Over the course of our careers, we will encounter literally hundreds of different roles, both formal and informal. Occasionally, roles and actors have a one-to-one correspondence. More often, each individual fills multiple, often conflicting, roles. After going though a particularly nerve-wracking experience with this phenomenon, I finally learned a few useful rules of thumb for dealing with it.
I was working as a project manager and senior architect for a client who needed us to install a data center, refresh his distributed file server network, and redesign his online training system. My team consisted of network engineers, a handful of senior programmers, a project scheduler, and a bevy of client employees who changed job titles as quickly as they changed socks. We worked long hours, in typical IT fashion, claiming that it would somehow make a great difference.
During the project, I spent long hours working on team issues. After the team went to bed, I put in a few more hours spot-verifying the quality assurance data and then making architectural decisions. In between breaths, I worked on the follow-up surveys and managed the project communications for a 30-person team in seven countries with over one hundred target sites.
Predictably, things began to fall apart. As I worked harder, putting in even more hours, even less got done. Fortunately for me the project scheduler stepped up and demanded that I hand over the communications and follow-up tasks. Once I divested myself of them, I realized that my workload decreased disproportionately. Although the tasks involved with communications only took up about 10 hours a week, I was working 15 fewer hours.
Roles in project management and social science
Being the kind of person that I am, it occurred to me that the change might be due to something beyond the simple reallocation of workload. Or, to be more precise, that the reallocation of workload may have removed an even more fundamental problem. Could it be that I was the victim of something as classically simple as role conflict?

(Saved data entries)
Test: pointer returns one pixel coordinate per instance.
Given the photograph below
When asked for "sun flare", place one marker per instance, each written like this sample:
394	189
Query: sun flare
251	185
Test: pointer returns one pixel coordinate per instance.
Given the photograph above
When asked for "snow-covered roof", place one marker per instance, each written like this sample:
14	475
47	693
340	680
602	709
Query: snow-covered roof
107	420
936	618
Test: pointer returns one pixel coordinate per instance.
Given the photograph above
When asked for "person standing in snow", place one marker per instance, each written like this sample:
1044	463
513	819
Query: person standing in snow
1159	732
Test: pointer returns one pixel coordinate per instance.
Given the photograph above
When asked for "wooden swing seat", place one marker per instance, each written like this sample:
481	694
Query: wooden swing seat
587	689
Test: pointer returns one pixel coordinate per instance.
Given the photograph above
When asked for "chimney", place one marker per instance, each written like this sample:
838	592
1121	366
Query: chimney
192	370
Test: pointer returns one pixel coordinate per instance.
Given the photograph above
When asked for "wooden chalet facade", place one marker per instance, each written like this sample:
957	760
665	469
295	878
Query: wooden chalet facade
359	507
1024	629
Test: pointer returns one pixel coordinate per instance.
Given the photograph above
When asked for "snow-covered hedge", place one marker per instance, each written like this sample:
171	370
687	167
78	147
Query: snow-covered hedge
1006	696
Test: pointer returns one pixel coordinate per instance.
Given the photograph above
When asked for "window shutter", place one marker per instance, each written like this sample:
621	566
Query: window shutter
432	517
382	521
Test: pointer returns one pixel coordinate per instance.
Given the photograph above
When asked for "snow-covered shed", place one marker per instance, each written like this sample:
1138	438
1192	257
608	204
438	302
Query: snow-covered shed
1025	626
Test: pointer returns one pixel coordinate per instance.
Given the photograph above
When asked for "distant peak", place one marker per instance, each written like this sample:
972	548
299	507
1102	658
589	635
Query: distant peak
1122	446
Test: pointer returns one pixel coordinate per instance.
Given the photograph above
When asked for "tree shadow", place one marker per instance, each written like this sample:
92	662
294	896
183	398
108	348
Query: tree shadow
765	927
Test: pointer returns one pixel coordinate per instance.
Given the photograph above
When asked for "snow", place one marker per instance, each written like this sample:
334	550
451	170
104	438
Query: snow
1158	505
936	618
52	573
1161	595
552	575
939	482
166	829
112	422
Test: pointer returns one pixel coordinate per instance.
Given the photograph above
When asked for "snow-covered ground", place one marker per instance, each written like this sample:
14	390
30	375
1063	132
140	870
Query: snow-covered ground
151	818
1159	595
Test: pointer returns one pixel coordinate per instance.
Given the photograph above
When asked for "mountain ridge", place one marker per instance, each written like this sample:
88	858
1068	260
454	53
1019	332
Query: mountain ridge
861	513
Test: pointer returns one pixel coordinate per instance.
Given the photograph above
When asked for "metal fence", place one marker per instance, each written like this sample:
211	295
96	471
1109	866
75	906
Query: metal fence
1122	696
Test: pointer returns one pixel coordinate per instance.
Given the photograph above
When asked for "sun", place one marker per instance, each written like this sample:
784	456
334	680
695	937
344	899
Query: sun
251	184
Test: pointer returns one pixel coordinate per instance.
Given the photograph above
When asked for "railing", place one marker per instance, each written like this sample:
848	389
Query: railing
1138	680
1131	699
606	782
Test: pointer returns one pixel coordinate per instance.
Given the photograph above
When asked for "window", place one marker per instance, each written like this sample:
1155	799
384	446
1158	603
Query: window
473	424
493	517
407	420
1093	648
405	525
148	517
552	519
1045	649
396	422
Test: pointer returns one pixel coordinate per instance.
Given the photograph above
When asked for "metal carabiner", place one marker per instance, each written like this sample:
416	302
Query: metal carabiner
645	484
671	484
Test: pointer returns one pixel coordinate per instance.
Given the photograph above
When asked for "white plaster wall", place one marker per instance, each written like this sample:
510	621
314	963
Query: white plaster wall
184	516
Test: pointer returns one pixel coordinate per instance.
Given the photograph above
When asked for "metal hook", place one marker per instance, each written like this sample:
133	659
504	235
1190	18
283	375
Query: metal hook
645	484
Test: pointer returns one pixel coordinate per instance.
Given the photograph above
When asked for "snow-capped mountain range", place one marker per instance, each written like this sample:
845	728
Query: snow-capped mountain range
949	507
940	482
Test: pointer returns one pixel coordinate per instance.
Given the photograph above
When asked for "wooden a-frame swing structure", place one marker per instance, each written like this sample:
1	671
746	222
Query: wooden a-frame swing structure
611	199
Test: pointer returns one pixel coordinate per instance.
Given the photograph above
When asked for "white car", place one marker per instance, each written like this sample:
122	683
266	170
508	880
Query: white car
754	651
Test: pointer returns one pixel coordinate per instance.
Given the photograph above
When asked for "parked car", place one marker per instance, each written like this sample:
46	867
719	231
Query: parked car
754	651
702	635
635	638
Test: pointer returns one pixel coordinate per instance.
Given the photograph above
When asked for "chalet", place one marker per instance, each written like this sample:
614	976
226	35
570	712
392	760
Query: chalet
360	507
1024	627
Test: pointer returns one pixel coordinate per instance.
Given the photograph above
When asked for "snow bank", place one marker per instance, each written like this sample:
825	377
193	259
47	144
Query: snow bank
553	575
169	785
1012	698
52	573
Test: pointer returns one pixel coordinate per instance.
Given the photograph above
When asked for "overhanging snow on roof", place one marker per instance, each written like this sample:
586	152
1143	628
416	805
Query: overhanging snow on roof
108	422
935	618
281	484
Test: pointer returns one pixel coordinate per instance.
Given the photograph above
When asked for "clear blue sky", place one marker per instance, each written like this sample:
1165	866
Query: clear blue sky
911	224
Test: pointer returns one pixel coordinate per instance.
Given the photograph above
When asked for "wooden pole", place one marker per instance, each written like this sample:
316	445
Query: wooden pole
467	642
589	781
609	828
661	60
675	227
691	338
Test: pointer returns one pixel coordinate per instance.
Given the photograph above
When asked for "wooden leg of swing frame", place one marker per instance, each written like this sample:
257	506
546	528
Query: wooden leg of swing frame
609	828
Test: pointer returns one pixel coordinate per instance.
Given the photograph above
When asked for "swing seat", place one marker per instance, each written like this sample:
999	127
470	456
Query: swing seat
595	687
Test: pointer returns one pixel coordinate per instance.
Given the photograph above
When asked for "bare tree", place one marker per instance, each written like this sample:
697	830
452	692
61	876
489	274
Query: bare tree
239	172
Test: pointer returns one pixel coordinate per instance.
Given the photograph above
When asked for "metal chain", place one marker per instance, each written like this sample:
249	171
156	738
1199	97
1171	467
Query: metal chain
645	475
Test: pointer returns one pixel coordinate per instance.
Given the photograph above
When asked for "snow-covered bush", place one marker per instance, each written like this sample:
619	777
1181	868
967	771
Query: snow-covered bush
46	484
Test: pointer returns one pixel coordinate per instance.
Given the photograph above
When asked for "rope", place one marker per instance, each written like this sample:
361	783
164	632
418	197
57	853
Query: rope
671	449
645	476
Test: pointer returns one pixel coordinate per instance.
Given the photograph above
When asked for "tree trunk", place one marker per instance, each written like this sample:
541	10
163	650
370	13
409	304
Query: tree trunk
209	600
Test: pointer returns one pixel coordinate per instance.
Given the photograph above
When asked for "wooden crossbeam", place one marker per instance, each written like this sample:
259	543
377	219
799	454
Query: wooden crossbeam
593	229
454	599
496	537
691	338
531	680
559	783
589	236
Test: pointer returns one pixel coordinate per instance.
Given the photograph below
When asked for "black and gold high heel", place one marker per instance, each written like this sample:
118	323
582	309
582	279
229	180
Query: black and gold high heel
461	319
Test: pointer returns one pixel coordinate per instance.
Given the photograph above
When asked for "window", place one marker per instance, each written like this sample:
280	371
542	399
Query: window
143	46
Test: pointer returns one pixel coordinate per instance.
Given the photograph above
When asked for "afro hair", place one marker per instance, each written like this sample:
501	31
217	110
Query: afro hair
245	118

### WRITTEN TASKS
1. In the text provided, about how many hours a week did the communications tasks take up?
2. Edit the text provided by copying everything from "I was working as" down to "a great difference.", changing "data center" to "server room".
3. Shorten the paragraph of the text provided that opens with "Predictably, things began to fall apart" while keeping its main facts.
This data was collected from a separate source.

### SOLUTIONS
1. About 10 hours a week.

2.
I was working as a project manager and senior architect for a client who needed us to install a server room, refresh his distributed file server network, and redesign his online training system. My team consisted of network engineers, a handful of senior programmers, a project scheduler, and a bevy of client employees who changed job titles as quickly as they changed socks. We worked long hours, in typical IT fashion, claiming that it would somehow make a great difference.

3. Things began to fall apart: the more hours the writer worked, the less got done. The project scheduler demanded to take over the communications and follow-up tasks. Those tasks took only about 10 hours a week, yet handing them off left the writer working 15 fewer hours.